**Short problem**
Gather each line in the data below that contains the word "castle", and copy those lines in full. Case matters when matching.

**Dataset records**
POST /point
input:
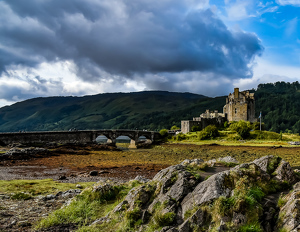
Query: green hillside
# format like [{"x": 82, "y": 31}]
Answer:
[
  {"x": 143, "y": 110},
  {"x": 151, "y": 110}
]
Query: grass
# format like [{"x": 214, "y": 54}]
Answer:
[
  {"x": 37, "y": 187},
  {"x": 256, "y": 138},
  {"x": 87, "y": 207}
]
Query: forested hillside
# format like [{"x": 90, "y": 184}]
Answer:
[{"x": 151, "y": 110}]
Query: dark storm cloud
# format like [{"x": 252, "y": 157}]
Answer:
[
  {"x": 123, "y": 37},
  {"x": 29, "y": 88}
]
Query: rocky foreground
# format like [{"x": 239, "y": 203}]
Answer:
[{"x": 259, "y": 196}]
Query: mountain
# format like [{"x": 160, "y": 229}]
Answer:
[{"x": 152, "y": 110}]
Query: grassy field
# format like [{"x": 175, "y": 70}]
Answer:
[{"x": 156, "y": 158}]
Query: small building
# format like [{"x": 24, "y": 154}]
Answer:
[{"x": 239, "y": 106}]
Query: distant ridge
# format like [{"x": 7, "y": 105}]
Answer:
[
  {"x": 152, "y": 110},
  {"x": 101, "y": 111}
]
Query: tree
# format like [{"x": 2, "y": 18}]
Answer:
[
  {"x": 242, "y": 128},
  {"x": 175, "y": 127}
]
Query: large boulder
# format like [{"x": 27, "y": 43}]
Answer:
[
  {"x": 214, "y": 187},
  {"x": 289, "y": 215},
  {"x": 176, "y": 199}
]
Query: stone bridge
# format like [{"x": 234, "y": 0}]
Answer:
[{"x": 82, "y": 136}]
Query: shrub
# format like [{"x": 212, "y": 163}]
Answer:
[
  {"x": 175, "y": 127},
  {"x": 180, "y": 137},
  {"x": 212, "y": 130},
  {"x": 196, "y": 128},
  {"x": 164, "y": 219},
  {"x": 21, "y": 196},
  {"x": 256, "y": 126},
  {"x": 164, "y": 133}
]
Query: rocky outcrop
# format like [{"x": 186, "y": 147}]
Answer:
[
  {"x": 289, "y": 215},
  {"x": 26, "y": 153}
]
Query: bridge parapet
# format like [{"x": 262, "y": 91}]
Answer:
[{"x": 82, "y": 136}]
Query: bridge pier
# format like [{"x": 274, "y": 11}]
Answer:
[
  {"x": 133, "y": 144},
  {"x": 111, "y": 141}
]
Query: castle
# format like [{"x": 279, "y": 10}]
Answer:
[{"x": 239, "y": 106}]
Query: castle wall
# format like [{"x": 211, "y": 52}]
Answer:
[{"x": 239, "y": 106}]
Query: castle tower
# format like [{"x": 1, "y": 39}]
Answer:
[{"x": 240, "y": 106}]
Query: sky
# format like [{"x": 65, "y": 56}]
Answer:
[{"x": 86, "y": 47}]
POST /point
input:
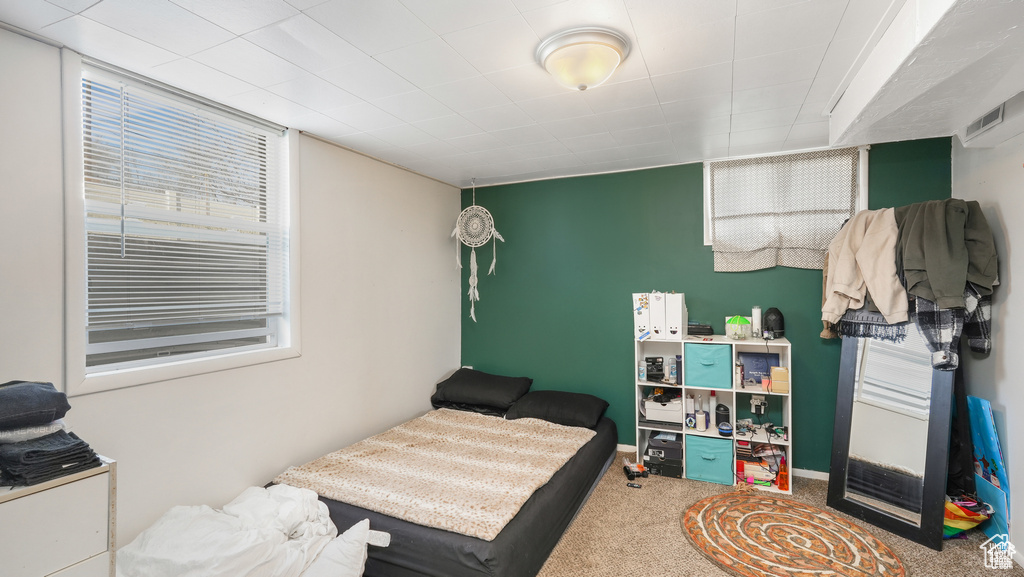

**Problem solution**
Query: castle
Query: castle wall
Query: castle tower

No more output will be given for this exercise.